(HOW TO COMPLETE THIS TASK) Your answer must be the records below, given again exactly, with no pictures in it.

[Image-grounded pointing data]
/---

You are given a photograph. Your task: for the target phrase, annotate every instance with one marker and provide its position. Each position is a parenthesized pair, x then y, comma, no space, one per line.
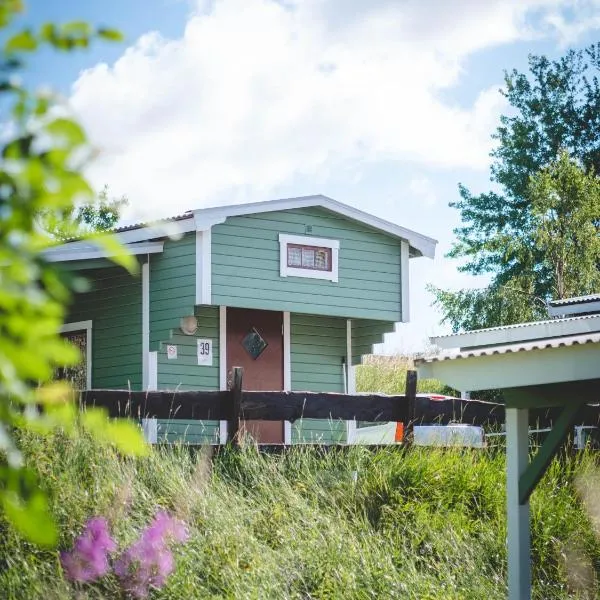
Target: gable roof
(420,244)
(204,218)
(519,332)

\---

(RESPONSE TO THIS TASK)
You are given a photograph. Your task: for the target phrase, annotate every instance with one marker and provide its position. Each position is a parenthesized pair, x then y, comma, no space, one per line.
Target: gable roof
(420,244)
(204,218)
(519,332)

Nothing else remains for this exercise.